[Extracted records]
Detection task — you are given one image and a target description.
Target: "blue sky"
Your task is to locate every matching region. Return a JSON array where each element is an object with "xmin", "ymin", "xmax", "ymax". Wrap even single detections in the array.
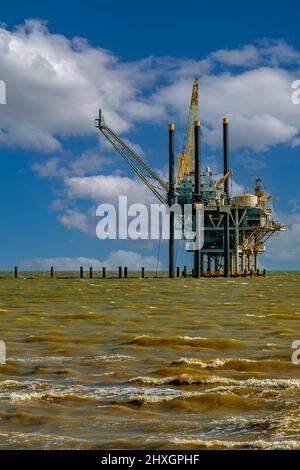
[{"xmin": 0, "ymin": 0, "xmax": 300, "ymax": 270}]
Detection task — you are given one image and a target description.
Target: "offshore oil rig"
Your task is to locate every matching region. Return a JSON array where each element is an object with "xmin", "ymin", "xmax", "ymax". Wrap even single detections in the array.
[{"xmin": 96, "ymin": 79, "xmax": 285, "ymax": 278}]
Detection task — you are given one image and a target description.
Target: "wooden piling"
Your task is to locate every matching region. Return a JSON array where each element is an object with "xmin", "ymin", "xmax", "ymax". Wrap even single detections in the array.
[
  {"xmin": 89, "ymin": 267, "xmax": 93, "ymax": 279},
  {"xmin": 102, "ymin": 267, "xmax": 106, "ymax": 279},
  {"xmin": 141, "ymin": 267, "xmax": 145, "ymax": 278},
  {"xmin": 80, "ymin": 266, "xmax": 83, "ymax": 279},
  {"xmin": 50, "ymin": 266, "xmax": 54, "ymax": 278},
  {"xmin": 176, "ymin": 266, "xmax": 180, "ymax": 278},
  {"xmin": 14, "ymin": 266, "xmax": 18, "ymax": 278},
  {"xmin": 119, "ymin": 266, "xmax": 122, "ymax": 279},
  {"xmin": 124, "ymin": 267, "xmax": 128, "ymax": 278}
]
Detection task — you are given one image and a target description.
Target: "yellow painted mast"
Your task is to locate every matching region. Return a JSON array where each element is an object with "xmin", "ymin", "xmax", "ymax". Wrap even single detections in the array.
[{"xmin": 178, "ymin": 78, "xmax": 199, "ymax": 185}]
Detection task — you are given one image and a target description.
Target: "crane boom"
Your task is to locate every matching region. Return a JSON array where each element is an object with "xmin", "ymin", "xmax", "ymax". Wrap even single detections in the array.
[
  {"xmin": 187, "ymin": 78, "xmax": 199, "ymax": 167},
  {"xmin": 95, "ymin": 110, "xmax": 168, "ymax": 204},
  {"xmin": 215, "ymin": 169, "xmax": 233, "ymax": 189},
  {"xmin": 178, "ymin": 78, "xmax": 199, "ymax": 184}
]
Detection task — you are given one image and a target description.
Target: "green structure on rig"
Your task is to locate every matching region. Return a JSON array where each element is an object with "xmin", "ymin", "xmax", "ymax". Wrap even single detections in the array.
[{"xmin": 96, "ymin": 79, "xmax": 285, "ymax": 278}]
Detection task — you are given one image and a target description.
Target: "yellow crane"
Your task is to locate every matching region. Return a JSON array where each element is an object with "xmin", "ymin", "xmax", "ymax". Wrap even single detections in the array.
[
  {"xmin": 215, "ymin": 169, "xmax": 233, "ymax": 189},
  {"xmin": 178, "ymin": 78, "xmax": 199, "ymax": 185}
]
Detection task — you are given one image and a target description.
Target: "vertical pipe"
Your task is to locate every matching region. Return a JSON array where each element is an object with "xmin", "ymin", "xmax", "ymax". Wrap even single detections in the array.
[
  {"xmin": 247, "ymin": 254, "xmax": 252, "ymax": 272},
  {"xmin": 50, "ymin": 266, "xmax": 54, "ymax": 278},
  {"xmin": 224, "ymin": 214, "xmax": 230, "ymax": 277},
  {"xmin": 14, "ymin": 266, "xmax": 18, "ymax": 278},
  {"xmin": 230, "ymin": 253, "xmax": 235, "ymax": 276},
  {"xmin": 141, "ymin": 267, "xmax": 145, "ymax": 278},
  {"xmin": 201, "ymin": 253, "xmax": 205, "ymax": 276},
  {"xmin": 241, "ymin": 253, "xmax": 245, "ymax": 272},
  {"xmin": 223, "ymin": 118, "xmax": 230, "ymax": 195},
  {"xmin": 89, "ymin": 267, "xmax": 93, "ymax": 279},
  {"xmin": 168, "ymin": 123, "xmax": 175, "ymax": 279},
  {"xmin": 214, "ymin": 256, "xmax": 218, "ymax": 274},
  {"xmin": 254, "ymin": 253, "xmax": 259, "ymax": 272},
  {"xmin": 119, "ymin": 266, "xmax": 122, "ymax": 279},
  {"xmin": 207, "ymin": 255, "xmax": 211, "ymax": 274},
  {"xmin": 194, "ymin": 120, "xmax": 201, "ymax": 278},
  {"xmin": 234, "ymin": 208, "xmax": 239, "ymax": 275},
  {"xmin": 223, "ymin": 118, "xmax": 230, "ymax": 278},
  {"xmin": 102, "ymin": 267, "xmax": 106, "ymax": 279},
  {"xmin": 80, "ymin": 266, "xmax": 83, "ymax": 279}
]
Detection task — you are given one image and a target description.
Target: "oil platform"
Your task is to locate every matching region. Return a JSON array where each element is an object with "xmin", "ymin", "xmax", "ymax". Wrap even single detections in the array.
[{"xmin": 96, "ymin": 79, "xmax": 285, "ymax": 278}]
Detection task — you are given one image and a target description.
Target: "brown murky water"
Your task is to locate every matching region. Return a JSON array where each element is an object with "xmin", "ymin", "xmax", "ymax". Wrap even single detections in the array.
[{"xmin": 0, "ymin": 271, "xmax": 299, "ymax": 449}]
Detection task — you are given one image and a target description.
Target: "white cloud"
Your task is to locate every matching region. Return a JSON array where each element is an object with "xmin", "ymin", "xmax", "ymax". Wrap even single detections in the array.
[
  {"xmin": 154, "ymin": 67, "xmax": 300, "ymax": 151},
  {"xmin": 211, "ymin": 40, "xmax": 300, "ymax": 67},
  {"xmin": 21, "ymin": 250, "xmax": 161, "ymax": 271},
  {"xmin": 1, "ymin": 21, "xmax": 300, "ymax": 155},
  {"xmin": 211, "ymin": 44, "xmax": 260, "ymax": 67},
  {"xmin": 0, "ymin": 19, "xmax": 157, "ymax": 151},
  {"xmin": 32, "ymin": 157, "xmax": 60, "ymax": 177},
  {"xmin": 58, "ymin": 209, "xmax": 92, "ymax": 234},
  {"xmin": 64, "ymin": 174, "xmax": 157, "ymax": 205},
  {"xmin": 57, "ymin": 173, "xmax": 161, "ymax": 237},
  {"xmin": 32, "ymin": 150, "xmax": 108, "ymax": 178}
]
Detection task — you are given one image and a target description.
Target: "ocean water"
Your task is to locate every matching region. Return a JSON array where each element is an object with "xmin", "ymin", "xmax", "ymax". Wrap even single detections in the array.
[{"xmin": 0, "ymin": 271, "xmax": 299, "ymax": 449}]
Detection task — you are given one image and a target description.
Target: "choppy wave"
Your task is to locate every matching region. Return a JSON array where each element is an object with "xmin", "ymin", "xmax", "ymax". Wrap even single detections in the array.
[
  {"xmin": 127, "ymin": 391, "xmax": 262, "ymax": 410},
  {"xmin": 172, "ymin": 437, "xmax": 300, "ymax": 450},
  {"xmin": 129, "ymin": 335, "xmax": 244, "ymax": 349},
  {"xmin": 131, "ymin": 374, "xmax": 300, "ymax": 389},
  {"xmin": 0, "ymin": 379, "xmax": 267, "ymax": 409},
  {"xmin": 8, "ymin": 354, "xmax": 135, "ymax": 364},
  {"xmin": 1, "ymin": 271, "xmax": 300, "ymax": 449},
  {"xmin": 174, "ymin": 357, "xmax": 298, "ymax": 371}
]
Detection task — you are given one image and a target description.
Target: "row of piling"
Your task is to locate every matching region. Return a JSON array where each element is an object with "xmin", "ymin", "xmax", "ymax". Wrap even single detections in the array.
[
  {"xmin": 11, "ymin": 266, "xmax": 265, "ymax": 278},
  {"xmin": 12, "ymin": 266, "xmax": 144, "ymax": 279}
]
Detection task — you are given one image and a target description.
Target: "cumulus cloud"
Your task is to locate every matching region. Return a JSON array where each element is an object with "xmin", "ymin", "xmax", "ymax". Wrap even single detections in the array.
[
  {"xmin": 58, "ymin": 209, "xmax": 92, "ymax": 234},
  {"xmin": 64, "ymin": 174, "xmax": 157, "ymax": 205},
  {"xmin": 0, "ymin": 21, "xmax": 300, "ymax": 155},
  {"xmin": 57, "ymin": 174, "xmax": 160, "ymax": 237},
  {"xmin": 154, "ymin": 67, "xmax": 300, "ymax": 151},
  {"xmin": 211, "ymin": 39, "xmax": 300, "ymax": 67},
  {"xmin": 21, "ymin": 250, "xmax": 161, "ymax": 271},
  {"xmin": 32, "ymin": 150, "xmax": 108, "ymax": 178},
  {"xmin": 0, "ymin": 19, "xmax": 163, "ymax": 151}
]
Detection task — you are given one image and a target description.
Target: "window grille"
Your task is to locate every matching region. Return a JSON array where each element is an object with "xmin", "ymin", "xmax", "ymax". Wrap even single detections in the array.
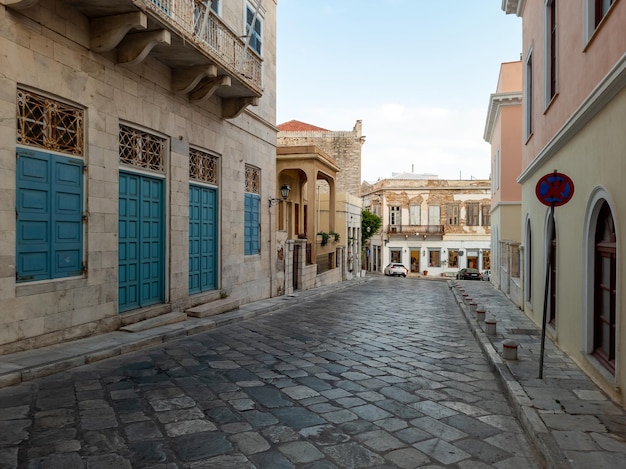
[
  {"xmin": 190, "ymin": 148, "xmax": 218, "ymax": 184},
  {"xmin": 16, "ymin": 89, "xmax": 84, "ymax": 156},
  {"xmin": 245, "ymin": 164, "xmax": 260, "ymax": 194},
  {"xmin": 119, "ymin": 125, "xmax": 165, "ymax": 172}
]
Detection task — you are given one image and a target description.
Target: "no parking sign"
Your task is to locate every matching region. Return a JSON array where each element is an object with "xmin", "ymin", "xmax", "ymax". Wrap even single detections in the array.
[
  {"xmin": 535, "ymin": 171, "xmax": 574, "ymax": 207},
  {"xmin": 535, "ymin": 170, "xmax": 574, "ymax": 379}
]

==

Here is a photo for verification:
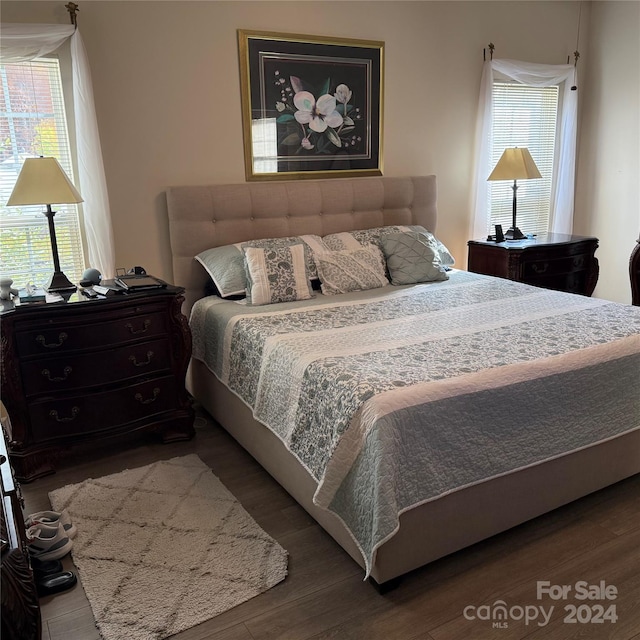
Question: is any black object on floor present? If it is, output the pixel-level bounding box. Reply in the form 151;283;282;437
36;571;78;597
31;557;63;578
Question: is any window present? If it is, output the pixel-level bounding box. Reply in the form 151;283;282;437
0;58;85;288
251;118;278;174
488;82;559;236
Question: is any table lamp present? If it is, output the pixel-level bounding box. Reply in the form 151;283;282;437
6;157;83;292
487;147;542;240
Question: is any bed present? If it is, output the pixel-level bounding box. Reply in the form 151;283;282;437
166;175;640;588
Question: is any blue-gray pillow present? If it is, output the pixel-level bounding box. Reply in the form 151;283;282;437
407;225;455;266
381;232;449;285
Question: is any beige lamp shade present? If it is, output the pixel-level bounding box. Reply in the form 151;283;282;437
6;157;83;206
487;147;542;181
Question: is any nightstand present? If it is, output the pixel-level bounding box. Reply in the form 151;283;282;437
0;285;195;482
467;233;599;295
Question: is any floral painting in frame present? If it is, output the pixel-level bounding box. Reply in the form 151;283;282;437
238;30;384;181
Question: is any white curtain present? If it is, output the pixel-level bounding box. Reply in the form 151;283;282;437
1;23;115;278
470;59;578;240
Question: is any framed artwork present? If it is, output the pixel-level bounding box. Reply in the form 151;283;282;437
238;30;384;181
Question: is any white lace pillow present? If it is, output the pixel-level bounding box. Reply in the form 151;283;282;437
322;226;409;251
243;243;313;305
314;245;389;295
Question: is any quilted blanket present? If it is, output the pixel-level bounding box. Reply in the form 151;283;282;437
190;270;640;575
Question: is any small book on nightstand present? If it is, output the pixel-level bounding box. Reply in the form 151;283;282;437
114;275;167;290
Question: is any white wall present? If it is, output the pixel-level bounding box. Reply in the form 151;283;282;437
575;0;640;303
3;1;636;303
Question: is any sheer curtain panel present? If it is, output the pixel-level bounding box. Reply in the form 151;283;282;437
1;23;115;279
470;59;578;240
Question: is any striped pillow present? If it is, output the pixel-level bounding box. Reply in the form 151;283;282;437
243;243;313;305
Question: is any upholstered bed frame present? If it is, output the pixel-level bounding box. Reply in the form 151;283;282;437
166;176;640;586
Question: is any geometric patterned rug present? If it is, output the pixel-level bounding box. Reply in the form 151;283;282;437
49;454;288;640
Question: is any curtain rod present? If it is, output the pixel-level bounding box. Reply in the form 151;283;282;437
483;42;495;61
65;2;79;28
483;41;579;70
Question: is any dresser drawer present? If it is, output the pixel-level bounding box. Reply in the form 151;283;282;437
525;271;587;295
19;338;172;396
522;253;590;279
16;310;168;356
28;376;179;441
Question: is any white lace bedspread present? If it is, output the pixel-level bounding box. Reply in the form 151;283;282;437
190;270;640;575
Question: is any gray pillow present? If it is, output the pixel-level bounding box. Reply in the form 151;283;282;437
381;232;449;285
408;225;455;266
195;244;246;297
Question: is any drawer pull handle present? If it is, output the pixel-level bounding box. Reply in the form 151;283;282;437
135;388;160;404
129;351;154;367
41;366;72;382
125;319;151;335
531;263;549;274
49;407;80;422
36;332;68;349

◆ **Your assignment**
Working through the records, copy each line in which the word "cloud" appears.

◆ **Output of the task**
Target: "white cloud"
Target: "cumulus cloud"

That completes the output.